PROBLEM STATEMENT:
Can you reproduce, word for word, the lines of the listing below, starting at the line containing "Reviewer note: verify that every instance of the armoire cabinet" and ending with the line containing "<point>312,32</point>", both of them included?
BEGIN RECORD SET
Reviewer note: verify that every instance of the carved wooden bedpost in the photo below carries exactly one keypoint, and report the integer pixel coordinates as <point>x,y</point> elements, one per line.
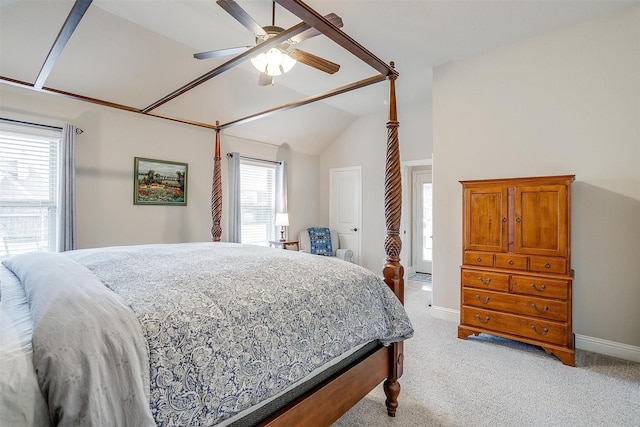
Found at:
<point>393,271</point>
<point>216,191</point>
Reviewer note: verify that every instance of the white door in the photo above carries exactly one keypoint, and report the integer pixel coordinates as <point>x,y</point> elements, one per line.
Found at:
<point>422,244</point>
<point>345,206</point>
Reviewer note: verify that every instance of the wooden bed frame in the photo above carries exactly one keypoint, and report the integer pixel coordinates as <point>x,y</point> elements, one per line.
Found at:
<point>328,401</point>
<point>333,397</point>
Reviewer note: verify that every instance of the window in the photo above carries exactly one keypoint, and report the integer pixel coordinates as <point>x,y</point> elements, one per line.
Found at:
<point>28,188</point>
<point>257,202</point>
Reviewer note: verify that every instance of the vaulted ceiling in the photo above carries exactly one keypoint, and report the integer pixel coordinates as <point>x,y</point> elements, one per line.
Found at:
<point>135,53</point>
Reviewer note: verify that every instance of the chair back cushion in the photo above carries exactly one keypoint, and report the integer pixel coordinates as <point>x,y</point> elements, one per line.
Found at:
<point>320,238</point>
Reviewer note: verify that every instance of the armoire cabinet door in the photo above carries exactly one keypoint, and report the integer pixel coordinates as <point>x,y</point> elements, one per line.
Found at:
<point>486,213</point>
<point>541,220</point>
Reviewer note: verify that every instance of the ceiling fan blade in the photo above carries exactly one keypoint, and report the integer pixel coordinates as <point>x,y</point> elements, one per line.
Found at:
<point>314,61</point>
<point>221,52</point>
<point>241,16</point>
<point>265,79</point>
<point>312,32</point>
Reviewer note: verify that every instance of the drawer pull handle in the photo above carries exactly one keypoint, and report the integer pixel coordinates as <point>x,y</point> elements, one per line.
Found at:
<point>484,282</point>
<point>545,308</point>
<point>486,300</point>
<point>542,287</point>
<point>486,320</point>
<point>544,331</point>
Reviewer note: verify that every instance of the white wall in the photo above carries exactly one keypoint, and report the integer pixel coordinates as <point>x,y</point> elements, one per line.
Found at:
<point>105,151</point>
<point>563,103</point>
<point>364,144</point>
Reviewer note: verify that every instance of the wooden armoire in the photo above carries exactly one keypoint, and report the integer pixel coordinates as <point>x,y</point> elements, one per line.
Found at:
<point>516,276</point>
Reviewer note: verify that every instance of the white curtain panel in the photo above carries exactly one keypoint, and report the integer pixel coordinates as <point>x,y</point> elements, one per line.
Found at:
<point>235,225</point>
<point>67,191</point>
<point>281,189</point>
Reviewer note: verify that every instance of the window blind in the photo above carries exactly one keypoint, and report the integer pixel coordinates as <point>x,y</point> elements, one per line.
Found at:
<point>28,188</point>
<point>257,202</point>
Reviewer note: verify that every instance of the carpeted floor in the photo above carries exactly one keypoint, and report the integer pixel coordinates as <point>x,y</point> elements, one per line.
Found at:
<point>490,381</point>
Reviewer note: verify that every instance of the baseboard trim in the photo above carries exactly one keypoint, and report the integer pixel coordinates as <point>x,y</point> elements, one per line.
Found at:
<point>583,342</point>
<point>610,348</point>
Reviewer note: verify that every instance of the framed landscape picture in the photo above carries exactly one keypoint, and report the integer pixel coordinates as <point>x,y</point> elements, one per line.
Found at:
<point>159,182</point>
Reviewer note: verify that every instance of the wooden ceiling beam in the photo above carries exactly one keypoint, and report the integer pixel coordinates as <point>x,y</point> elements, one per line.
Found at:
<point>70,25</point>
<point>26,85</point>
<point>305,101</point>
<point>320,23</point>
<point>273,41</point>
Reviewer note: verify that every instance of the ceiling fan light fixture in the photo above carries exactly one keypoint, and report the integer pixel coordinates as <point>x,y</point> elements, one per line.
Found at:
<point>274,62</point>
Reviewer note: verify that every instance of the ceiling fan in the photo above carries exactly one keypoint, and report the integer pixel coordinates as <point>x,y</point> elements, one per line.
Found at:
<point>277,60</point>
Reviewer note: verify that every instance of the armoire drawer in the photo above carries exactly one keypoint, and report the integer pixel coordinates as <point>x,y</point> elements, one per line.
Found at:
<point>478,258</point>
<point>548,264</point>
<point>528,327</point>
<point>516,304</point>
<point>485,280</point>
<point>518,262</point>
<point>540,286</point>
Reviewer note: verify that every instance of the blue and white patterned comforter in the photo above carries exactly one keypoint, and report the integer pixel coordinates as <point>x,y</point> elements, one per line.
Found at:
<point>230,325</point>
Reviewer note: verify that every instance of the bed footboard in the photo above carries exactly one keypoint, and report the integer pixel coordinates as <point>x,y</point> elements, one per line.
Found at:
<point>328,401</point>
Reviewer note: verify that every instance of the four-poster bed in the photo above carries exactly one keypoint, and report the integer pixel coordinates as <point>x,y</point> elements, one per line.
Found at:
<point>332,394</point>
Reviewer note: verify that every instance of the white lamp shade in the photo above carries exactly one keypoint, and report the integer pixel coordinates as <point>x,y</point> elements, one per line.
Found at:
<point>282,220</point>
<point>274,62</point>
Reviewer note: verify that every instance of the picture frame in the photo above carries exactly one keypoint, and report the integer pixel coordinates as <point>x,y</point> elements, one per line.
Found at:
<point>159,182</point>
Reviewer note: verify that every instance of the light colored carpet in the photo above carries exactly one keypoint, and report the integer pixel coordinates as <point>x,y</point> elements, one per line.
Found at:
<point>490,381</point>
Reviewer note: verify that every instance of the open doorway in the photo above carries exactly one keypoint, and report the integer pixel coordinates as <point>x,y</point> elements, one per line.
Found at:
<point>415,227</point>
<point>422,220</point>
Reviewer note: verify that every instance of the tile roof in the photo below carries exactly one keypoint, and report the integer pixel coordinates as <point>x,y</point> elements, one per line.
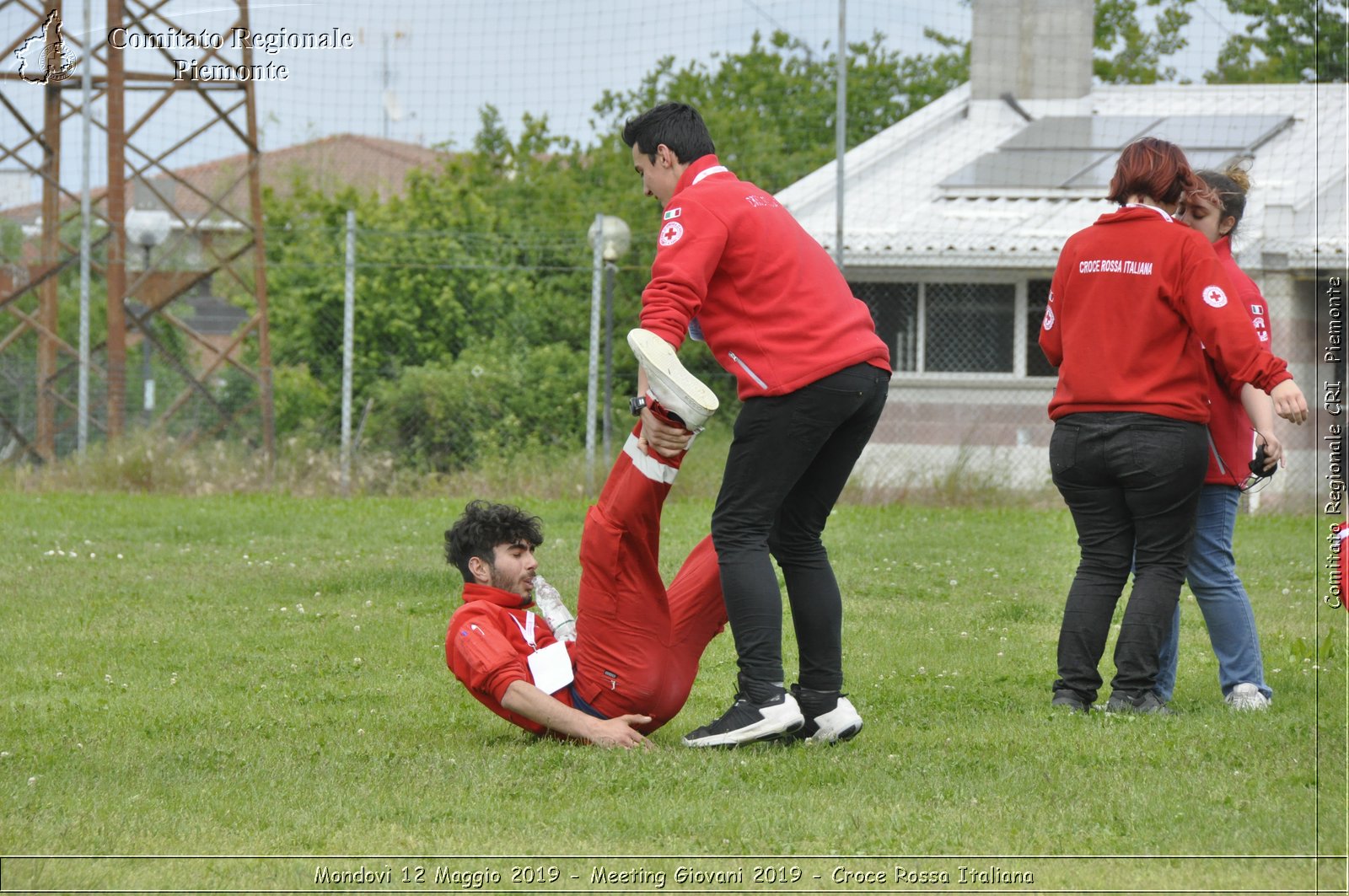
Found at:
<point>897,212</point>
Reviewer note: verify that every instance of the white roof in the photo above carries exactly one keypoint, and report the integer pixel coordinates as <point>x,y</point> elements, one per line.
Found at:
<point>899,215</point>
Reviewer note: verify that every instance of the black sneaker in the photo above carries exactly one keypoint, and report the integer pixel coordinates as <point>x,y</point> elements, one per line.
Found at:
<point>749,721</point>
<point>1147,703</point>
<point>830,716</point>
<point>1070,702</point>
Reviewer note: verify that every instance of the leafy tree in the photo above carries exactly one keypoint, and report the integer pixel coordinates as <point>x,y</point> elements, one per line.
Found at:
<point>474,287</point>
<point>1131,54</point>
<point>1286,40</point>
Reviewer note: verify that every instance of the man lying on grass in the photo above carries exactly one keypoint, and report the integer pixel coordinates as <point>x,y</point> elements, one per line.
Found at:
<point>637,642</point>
END RECORD SET
BEGIN RECORD SET
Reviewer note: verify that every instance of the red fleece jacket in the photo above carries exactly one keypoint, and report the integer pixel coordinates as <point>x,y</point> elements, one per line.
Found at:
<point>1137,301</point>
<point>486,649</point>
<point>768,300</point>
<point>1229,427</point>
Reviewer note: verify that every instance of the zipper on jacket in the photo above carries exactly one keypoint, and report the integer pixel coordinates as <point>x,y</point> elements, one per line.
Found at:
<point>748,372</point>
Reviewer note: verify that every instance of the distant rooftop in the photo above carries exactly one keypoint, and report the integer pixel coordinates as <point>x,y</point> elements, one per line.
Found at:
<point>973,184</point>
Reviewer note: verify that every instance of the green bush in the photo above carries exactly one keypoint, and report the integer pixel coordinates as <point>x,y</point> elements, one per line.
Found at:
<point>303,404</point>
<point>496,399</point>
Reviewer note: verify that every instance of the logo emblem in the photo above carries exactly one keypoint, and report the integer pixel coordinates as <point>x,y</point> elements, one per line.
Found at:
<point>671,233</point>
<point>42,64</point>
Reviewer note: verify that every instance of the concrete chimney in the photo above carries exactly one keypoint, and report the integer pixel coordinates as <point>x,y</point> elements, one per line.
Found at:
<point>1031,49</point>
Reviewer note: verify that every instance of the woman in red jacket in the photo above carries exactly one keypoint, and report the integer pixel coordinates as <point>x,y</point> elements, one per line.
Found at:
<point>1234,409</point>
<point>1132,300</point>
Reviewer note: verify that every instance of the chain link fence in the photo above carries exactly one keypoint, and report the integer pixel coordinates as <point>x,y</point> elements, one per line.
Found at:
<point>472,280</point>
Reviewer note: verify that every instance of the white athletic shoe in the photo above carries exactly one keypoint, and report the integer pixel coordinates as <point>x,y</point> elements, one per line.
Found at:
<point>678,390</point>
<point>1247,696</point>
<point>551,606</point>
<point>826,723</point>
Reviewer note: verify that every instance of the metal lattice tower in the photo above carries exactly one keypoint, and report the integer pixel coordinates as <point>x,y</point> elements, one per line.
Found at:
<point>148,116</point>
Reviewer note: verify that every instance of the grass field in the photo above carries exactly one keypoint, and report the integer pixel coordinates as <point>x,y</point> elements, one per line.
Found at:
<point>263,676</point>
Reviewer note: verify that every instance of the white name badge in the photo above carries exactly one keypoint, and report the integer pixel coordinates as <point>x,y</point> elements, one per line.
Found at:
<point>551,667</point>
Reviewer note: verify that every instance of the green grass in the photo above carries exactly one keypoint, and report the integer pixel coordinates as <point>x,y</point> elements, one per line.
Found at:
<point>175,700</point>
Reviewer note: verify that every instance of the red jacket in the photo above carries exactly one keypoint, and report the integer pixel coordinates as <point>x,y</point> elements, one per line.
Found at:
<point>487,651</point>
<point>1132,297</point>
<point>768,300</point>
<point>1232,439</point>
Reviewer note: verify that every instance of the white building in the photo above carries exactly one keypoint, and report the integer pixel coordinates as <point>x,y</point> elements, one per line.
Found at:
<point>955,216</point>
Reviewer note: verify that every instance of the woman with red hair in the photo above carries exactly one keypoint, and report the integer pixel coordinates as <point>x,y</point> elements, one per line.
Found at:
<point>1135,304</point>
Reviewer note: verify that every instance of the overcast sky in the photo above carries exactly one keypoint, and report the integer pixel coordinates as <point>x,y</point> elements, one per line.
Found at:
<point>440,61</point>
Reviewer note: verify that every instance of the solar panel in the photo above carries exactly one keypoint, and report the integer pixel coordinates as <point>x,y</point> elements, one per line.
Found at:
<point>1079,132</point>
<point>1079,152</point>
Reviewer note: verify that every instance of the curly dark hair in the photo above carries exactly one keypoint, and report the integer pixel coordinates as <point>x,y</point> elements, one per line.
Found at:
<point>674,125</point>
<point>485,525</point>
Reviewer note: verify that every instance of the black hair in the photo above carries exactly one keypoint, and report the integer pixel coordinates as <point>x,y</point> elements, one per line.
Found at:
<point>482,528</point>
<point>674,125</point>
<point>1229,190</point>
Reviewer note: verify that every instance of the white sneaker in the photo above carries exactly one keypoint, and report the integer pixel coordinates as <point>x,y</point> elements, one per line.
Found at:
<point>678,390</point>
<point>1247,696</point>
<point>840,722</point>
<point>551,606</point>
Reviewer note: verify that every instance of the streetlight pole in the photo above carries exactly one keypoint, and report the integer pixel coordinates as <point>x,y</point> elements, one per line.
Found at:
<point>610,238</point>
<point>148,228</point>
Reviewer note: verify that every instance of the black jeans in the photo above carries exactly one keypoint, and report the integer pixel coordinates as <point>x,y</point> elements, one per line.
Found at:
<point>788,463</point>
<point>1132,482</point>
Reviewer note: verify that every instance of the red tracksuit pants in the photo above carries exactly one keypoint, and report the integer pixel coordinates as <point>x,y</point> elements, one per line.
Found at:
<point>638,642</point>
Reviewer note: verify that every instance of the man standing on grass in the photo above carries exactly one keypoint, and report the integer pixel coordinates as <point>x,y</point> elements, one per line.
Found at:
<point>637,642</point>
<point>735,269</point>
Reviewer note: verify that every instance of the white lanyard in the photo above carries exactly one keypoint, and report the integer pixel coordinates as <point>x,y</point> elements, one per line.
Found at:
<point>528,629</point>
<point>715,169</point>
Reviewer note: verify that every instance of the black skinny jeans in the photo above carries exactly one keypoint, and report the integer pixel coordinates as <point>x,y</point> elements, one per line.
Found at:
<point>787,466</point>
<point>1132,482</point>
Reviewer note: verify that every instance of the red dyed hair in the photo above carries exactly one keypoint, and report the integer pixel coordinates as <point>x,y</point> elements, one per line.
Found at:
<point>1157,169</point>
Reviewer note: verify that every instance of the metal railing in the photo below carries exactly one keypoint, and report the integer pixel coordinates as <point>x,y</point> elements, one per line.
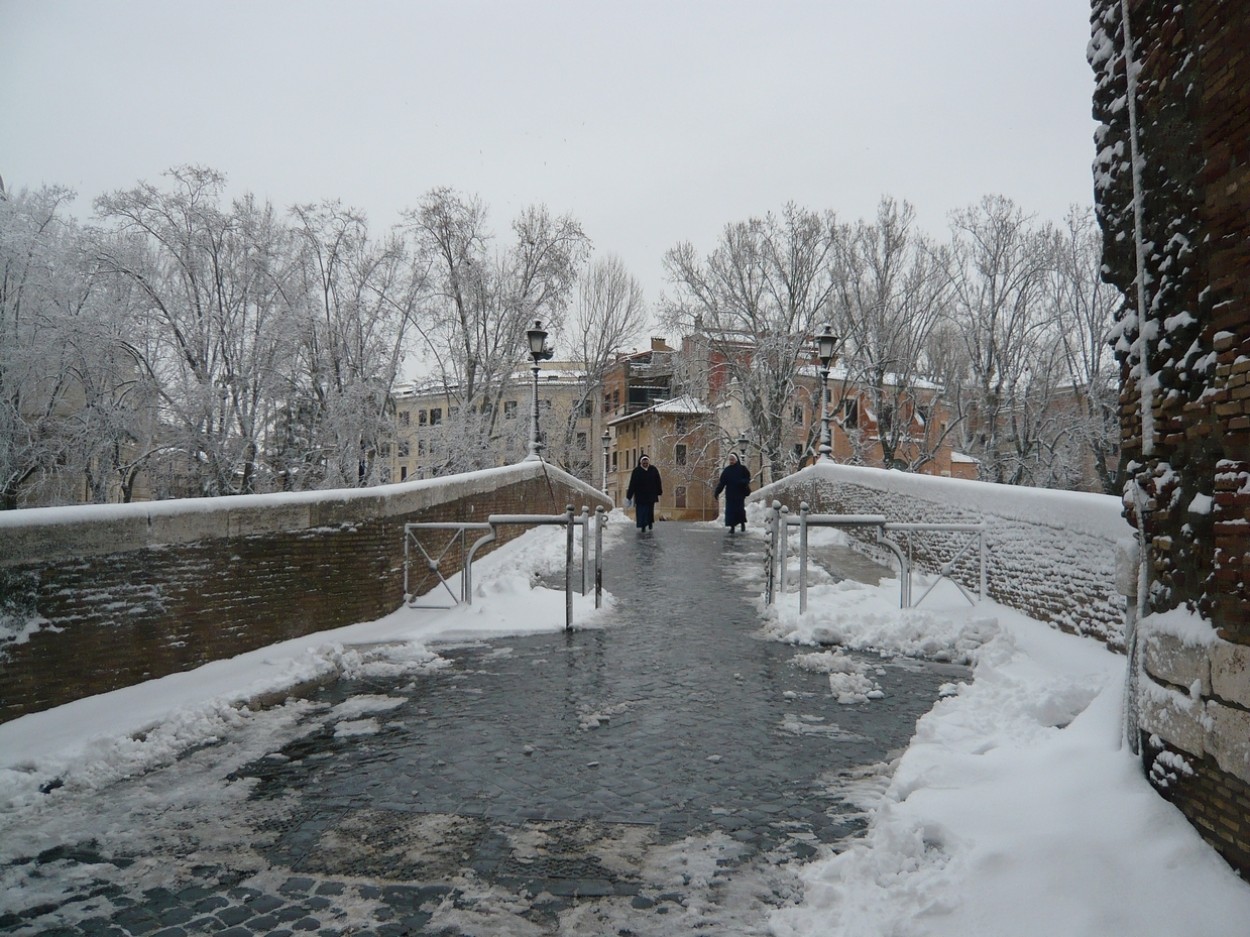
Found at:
END RECORD SET
BEGIN RECORD SET
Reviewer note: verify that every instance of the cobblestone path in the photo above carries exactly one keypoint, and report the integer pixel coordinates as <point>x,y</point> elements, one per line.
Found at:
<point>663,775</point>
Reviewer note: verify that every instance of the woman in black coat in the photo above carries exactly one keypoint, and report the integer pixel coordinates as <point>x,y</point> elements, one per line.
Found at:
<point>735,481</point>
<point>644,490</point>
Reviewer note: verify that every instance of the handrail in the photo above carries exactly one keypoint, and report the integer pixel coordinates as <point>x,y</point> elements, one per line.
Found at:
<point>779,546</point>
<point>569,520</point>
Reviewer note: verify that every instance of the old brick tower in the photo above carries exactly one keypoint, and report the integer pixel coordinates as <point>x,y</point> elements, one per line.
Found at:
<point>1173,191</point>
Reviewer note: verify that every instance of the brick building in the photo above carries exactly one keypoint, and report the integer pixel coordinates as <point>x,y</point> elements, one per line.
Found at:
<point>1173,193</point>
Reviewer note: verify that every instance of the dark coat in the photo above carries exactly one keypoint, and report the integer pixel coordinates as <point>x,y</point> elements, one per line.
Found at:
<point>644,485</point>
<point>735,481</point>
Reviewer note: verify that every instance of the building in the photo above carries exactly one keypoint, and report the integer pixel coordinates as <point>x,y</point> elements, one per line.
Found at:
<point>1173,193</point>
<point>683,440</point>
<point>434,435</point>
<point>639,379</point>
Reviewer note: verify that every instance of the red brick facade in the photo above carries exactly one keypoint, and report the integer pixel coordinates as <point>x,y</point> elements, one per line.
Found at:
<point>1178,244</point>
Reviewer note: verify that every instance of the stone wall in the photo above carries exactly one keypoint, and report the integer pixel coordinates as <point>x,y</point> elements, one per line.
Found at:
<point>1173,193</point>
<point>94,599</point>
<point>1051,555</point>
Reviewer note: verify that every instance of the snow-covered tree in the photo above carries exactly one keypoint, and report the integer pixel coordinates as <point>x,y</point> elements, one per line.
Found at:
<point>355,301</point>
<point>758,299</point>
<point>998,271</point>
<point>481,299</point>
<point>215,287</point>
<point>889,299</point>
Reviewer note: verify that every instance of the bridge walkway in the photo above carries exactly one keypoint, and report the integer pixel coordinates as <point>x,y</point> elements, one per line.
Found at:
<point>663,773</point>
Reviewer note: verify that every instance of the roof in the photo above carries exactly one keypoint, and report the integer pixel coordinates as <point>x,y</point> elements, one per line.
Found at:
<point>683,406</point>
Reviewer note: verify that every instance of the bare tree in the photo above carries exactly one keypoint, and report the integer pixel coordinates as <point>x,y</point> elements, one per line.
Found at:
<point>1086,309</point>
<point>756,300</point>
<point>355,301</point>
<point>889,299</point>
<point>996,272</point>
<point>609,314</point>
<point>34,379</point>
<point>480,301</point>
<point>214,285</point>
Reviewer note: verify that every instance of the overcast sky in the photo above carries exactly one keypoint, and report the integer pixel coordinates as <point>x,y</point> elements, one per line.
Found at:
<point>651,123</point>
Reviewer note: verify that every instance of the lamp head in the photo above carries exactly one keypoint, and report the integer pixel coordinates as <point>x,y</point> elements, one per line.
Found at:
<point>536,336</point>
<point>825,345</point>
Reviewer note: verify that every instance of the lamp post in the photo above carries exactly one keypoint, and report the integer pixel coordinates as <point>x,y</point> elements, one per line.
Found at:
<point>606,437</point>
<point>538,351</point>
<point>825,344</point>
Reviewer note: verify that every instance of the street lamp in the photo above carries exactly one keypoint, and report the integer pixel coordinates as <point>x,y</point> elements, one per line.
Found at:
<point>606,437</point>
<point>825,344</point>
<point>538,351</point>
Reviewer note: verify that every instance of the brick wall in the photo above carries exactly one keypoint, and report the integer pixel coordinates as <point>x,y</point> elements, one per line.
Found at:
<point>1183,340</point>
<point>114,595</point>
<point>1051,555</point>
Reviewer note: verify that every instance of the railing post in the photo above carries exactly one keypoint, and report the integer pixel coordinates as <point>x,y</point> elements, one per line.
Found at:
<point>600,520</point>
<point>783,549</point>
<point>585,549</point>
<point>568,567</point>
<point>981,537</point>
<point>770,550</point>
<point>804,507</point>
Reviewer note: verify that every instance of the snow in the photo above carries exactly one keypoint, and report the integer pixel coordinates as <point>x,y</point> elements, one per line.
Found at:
END RECORD SET
CORRECT OUTPUT:
Reviewer note: verify that every instance of the armoire cabinet door in the photo above carries exactly one keypoint, and report the integer pixel coordinates as <point>x,y</point> elements, one per line.
Found at:
<point>486,213</point>
<point>541,220</point>
Reviewer note: verify that every instance of the ceiling fan blade in the photo above carries exactly one keypoint, and report the integer pixel coordinates as <point>x,y</point> elements, one per line.
Found at:
<point>314,61</point>
<point>221,52</point>
<point>241,16</point>
<point>265,79</point>
<point>312,32</point>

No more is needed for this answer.